— Exercise set —
• a. From the OPM customer experience interview, list every effort that Beth Martin says is underway, with a brief description of each.
• b. Carry the OPM customer experience interview forward from the point where it stops.

— Page —
◇ ◇ ◇
It's the oldest challenge in government and business: How to make things easier for customers. In the digital age, customer service has evolved into something more...
It’s the oldest challenge in government and business: How to make things easier for customers. In the digital age, customer service has evolved into something more ambitious: customer experience (CX). CX asks, among other things, how you get the idea of better service or experience down to the individual employee. To get some ideas, the Federal Drive with Tom Temin spoke with Office of Personnel Management digital services expert Beth Martin.
Interview Transcript:
Tom Temin What is the latest thinking? What is OPM doing these days? There’s an executive order about a year ago on customer experience. It’s in the president’s management agenda. It’s in all of their management agendas, pretty much what’s going on these days.
Beth Martin We have two flagship activities that are undergoing. We have the OPM modernization. That’s OPM.gov, that’s also our intranet. And we even have a strategic goal speaking to that. So we are taking this very seriously, obviously. We also have another effort underway dealing with the Postal Service’s health benefits program, and that will be a really exciting development that we’ll finish up later this fall for the postal services workers and their annuity and some family members.
Tom Temin And just review for us what the goals of the OPM CX modernization are. That would be, presumably for federal employees writ large.
Beth Martin Yes. For federal employees who want to choose their health benefits, to choose their retirement benefits, for people who are considering coming into federal service, who want to see what’s available to them. All federal employees are our customers, and our federal retirees are our customers. And anyone who’s looking to have a federal job or do business with OPM or our customers.
Tom Temin And you mentioned intranet. It was the second phase in agencies and organizations putting their stuff out on the public internet. They said, well, we could do this internally also. But since all of this, there’s another development called artificial intelligence. Is that coming into this idea of understanding what a person is looking for and therefore revving up the intranet such that it can give more detailed information to that person, even though it may not be on a formal website. Does that make sense?
Beth Martin Yes. Are you thinking on the public side or on the intranet side?
Tom Temin Well, intranet side?
Beth Martin Well, there is an effort underway right now. It’s a pilot project and another colleague is heading that up. It’s a joint effort with the Air Force. So that is very exciting because that will be helping HR personnel. And so I think when we have more to share about that, that will be really exciting that we can talk more about that and how it can help streamline efforts.
Tom Temin Because if you look at the OPM website, it is extensive. Even just it’s coming in from the public as I do, just to see what do they exactly say about this day or that day type of thing. And there’s always documents linked and they in turn linked to other documents. Eventually you get to the statutes. It’s pretty deep what you offer, but it’s not all that easy to navigate or it might take a lot of time. I guess, is one of the gambits you’re thinking of, such that a natural language query could find all of those documents, assemble them for a person, and then maybe provide an answer that’s generated. It would be just for that question, but it wouldn’t necessarily be a page on an intranet.
Beth Martin Can we steal that idea? Tom? That’s a great idea.
Tom Temin It’s not original. I just heard it from somebody else. But well, tell us what you do plan right now. What’s the status of your own modernization?
◇ ◇ ◇
— Data records —

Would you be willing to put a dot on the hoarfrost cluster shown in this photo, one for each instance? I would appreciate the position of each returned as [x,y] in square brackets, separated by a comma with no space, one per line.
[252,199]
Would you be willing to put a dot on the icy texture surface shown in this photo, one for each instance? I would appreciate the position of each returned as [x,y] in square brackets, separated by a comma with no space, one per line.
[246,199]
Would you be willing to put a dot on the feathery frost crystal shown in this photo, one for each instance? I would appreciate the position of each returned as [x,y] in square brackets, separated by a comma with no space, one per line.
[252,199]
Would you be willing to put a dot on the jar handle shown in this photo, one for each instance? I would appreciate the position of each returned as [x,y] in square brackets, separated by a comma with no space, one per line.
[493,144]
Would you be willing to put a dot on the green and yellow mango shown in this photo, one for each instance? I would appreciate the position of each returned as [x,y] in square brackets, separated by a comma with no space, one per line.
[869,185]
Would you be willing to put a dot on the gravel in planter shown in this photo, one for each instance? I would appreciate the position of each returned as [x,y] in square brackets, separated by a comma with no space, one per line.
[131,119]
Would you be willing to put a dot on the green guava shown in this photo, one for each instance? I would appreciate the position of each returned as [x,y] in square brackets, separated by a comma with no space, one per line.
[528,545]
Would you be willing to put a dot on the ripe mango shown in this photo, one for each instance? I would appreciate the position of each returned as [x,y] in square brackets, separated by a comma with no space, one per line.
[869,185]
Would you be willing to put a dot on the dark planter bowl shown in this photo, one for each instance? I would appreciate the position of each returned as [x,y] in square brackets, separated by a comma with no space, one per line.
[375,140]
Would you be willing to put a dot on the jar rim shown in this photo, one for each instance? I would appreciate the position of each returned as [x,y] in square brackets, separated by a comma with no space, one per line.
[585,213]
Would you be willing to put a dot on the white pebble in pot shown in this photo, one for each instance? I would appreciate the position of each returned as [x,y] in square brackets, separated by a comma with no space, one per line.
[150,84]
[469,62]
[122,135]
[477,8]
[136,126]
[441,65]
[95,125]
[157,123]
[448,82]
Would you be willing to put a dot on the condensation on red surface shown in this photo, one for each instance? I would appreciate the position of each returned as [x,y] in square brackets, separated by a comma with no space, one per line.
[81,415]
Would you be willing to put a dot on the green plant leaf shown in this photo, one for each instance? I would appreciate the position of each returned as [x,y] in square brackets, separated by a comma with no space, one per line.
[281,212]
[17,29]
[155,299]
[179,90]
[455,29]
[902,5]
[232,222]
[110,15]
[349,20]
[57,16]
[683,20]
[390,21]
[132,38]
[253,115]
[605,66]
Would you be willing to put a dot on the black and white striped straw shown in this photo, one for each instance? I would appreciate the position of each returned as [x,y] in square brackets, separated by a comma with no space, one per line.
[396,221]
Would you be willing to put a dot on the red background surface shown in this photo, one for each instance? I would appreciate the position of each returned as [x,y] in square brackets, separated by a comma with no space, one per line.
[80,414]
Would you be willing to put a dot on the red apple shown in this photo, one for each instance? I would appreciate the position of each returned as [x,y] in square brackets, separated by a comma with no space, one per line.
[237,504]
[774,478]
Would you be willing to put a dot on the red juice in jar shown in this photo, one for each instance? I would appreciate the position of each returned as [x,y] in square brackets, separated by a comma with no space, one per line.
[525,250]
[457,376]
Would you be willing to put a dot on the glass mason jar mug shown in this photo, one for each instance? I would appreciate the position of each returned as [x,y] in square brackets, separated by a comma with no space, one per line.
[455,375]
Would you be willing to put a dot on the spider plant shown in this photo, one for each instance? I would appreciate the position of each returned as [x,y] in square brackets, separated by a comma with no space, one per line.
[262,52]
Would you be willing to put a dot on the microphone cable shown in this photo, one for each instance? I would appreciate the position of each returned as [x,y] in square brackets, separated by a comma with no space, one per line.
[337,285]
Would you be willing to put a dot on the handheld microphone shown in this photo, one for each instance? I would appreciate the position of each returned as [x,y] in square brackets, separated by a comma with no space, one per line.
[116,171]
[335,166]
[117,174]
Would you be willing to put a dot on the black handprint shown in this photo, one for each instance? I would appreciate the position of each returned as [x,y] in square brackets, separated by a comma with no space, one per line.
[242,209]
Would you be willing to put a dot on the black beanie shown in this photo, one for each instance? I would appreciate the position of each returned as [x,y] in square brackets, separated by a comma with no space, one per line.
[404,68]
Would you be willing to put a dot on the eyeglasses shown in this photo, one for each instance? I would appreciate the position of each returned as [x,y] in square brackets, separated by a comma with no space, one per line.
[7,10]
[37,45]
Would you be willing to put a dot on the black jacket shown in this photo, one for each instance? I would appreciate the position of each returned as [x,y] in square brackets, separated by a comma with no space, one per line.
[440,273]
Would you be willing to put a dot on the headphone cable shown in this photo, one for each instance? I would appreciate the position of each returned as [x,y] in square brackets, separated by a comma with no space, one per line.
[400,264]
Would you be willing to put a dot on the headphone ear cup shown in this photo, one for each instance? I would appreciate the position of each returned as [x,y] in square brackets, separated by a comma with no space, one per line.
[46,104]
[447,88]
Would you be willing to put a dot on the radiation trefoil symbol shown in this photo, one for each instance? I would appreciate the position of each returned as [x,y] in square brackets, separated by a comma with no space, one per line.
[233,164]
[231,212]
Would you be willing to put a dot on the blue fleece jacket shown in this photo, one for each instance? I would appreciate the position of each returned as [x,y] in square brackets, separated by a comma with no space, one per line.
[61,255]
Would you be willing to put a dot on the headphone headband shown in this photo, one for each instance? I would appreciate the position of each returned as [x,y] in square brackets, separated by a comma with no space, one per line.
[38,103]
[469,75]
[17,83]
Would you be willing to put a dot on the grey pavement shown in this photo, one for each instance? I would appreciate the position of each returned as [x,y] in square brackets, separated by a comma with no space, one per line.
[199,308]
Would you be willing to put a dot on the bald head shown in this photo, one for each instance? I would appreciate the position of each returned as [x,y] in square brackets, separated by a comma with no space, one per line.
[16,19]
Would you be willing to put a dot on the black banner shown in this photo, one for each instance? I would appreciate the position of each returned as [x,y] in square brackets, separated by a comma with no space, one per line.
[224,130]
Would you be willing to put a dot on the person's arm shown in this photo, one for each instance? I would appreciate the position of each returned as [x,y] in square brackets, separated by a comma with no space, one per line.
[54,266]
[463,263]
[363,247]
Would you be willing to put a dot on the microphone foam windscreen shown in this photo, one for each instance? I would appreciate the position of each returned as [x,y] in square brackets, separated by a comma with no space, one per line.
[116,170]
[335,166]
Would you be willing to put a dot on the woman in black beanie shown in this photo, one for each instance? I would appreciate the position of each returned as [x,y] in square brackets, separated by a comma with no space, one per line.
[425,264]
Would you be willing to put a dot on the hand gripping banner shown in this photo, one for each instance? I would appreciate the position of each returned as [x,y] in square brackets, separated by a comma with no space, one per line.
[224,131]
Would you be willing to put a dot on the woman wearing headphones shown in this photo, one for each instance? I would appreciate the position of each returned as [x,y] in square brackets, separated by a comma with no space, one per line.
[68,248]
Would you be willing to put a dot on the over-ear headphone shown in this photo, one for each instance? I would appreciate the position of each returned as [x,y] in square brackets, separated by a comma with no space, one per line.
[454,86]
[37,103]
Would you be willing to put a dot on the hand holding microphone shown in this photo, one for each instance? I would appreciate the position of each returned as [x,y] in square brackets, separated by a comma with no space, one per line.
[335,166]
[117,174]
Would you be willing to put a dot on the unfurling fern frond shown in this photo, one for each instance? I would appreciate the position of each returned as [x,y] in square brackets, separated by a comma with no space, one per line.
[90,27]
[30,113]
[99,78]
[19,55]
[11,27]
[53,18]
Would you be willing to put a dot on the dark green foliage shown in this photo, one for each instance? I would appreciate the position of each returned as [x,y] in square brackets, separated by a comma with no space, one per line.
◇ ◇ ◇
— Answers in order —
• a.
- OPM modernization, which covers OPM.gov and the agency's intranet and is backed by a strategic goal.
- An effort on the Postal Service's health benefits program, to be finished later in the fall for postal workers, their annuity, and some family members.
- A pilot project run jointly with the Air Force and led by a colleague, meant to help HR personnel.

• b.
Beth Martin I think in terms of modernizing it, going to the cloud, obviously we’re working hard on that to modernize legacy systems. And I don’t want to go too deep into that because that is not my area of expertise. I am just sharing what I am aware of. We want to do better by our customers, and so we’re working hard to understand what customers need so that we can provide that in a more streamlined manner. As AI matures and access to it becomes more commonplace, we obviously need to wait for those guardrails for AI. And what you mentioned would be very interesting. And there’s a long term impact which came about with search engines, not too recently where they talked about, I need everything on this topic and the AI scrapes from those websites and then you lose traffic on those websites. So I think those are down the road kinds of concerns. Who is the authoritative source of that information? Because the search engines can get it wrong.
Tom Temin Yes, indeed they can. We’ve all been down those rabbit holes. We’re speaking with Beth Martin. She’s digital services expert and customer experience designer at OPM. And tell us about the ways that you are making sure you understand what it is. It’s hard to say the customer because with a workforce of a couple of million, everybody’s unique, literally. And has unique situations. So what’s your best strategy for determining what the journey map should look like and all of these things. When you have 2 million people or if you’re a large business, you might have 20 million or 200 million.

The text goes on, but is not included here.